**Task to complete**
Only the lines from the start of the material through the line containing "of the green" are to be extracted, exactly as they appear.

**Information shown**

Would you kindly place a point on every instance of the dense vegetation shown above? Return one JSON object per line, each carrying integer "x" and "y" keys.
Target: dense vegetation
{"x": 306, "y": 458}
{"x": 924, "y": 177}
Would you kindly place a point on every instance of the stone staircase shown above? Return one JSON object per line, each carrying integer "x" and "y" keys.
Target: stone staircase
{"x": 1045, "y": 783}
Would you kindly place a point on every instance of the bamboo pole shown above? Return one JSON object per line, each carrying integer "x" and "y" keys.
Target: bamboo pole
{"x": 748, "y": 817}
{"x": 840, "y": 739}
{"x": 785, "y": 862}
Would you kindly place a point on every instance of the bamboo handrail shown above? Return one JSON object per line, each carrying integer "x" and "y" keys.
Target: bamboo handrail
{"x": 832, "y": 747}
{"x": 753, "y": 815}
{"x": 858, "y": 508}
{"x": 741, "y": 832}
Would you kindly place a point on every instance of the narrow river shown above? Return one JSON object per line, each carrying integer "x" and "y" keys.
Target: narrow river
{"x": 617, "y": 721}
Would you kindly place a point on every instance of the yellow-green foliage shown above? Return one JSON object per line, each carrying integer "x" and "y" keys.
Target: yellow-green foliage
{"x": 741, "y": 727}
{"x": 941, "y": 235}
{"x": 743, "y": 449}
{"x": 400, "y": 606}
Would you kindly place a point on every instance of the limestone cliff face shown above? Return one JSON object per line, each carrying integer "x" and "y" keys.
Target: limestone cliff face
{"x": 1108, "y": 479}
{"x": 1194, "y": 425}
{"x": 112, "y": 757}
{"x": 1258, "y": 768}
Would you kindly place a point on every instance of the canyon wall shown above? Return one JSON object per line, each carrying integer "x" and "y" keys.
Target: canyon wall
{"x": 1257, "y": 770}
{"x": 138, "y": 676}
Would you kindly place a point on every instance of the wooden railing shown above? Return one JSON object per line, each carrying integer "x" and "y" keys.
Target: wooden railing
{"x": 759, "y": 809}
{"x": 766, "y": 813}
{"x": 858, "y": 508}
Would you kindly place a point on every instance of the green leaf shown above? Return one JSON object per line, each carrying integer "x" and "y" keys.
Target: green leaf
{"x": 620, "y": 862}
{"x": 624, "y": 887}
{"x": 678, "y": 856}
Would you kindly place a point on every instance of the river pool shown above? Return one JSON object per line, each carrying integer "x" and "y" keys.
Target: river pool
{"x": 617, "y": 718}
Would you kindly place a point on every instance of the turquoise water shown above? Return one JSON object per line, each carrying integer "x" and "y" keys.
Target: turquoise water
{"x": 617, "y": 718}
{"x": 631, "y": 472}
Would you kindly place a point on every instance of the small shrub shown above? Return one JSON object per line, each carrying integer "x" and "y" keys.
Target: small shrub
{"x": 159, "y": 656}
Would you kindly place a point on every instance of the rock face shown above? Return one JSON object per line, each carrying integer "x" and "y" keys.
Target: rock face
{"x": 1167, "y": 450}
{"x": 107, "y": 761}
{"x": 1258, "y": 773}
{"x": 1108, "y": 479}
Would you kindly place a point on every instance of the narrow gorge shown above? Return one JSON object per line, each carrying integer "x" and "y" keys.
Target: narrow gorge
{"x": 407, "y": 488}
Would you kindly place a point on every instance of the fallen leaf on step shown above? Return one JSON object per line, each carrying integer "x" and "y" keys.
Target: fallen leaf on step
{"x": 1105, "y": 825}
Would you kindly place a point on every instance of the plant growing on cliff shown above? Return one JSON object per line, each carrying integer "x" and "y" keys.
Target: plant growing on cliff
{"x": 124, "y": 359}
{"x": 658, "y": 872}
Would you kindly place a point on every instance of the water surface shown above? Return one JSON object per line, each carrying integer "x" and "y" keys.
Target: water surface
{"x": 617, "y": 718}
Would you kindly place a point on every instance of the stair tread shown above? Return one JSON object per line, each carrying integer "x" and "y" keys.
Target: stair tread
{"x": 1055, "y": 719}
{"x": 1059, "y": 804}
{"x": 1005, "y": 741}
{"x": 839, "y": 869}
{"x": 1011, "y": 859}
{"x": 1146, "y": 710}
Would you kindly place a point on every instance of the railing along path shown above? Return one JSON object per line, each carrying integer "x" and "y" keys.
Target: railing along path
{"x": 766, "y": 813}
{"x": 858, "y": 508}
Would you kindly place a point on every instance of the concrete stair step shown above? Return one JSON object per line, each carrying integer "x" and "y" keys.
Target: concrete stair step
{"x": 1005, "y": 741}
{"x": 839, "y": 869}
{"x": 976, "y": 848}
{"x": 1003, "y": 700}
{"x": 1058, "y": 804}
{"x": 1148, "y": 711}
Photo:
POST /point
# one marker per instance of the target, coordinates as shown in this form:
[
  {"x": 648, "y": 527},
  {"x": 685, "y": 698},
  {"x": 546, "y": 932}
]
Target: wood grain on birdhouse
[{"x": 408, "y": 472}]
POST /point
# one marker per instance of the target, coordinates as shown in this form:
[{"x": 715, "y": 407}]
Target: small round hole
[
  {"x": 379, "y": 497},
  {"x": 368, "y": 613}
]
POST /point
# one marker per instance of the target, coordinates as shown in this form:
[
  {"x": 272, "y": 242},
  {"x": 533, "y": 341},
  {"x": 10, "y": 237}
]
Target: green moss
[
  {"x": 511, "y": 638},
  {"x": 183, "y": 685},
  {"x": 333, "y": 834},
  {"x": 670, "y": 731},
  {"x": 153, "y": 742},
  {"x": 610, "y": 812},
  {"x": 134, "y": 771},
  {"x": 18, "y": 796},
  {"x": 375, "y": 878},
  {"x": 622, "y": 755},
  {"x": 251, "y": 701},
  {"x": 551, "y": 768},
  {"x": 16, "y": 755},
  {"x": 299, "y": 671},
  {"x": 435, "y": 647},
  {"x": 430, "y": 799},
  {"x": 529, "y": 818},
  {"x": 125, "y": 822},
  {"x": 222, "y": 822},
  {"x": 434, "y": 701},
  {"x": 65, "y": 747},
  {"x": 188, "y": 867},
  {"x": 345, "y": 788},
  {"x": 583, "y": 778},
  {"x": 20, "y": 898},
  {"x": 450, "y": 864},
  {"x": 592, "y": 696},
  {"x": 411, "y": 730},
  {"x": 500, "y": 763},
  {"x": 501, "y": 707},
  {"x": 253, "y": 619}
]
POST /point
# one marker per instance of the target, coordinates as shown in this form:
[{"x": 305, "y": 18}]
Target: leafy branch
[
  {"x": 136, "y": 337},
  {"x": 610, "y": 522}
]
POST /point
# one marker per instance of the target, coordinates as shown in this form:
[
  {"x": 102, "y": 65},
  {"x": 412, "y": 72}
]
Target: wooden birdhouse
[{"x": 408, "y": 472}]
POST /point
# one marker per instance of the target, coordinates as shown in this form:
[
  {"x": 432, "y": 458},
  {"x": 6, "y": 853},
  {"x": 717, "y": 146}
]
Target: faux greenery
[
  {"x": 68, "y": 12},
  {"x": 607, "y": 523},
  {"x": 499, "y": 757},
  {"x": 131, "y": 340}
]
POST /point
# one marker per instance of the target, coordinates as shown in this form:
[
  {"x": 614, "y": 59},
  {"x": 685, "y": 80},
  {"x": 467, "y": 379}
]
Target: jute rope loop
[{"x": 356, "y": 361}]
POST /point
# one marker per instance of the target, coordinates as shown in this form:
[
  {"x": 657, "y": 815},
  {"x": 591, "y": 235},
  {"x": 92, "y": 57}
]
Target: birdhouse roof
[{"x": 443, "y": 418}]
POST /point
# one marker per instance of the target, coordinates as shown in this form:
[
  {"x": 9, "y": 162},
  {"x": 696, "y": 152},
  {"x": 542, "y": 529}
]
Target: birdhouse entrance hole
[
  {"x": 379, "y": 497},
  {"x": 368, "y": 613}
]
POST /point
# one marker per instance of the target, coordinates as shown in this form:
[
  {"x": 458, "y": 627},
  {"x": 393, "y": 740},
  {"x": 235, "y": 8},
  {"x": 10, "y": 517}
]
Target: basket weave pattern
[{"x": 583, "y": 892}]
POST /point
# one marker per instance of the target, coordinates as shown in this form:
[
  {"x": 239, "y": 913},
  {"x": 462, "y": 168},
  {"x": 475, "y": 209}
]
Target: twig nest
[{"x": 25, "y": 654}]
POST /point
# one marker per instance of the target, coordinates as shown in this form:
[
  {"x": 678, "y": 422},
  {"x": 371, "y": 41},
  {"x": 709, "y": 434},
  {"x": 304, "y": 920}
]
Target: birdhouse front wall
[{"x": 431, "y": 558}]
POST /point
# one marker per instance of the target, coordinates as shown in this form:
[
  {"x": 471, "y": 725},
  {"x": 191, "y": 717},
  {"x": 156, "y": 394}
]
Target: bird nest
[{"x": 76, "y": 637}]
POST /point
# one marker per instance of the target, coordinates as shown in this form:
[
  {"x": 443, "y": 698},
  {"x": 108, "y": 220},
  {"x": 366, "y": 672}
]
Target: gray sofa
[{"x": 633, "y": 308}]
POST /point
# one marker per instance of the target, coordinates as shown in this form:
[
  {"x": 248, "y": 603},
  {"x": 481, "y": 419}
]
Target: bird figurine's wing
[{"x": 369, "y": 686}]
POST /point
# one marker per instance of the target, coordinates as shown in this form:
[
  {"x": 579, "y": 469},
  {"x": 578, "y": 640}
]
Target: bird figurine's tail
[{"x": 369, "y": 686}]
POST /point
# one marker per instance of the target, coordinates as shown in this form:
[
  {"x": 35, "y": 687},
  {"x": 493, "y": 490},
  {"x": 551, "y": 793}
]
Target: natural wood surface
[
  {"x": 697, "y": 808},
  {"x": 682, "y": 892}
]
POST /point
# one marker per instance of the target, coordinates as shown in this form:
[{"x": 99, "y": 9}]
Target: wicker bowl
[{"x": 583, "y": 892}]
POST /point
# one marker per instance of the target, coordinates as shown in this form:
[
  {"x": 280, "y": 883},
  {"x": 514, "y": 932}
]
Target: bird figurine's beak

**Exercise result**
Would you kindly place a point on every instance of the dense vegetation shown above? Return one JSON object per line, each carrying integer "x" and "y" keys.
Target: dense vegetation
{"x": 306, "y": 458}
{"x": 924, "y": 177}
Would you kindly place a point on every instance of the stone staircase shown above? Return one JSON object per line, each carrying integer "x" and "y" keys.
Target: stone staircase
{"x": 1045, "y": 783}
Would you kindly place a point on every instance of the bamboo pole shown above? Return one JSON object per line, each carrying integer "x" and "y" keys.
Target: bamboo pole
{"x": 748, "y": 817}
{"x": 840, "y": 739}
{"x": 785, "y": 862}
Would you kindly place a point on every instance of the bamboo handrail shown above? Return one JSON object per line, each carrying integer "x" and "y" keys.
Target: bamboo handrail
{"x": 832, "y": 747}
{"x": 753, "y": 815}
{"x": 858, "y": 508}
{"x": 741, "y": 832}
Would you kindly place a point on every instance of the narrow river shown above? Return one JSON object per line, each carrying integer "x" and "y" keys.
Target: narrow river
{"x": 617, "y": 721}
Would you kindly place a point on every instance of the yellow-green foliage shown above? Return one JSON object per line, each carrying integer "x" and "y" keys.
Target: yellow-green foliage
{"x": 741, "y": 727}
{"x": 941, "y": 235}
{"x": 743, "y": 449}
{"x": 400, "y": 606}
Would you kindly place a point on every instance of the limestone cliff face shown above? Return one JSON object per line, each carrying integer "x" and "y" keys.
Target: limestone cliff face
{"x": 1108, "y": 479}
{"x": 1194, "y": 425}
{"x": 112, "y": 757}
{"x": 1258, "y": 768}
Would you kindly place a point on every instance of the canyon wall shown above? Return one JSON object per line, each carrying integer "x" and "y" keys.
Target: canyon wall
{"x": 1257, "y": 770}
{"x": 138, "y": 676}
Would you kindly place a point on every instance of the wooden railing shown above? Return one JSON object per line, each carrying integer "x" and "y" keys.
Target: wooden railing
{"x": 759, "y": 809}
{"x": 766, "y": 813}
{"x": 858, "y": 508}
Would you kindly place a point on every instance of the green leaf shown above? Return one JSON object per line, each carrying integer "x" and "y" keys.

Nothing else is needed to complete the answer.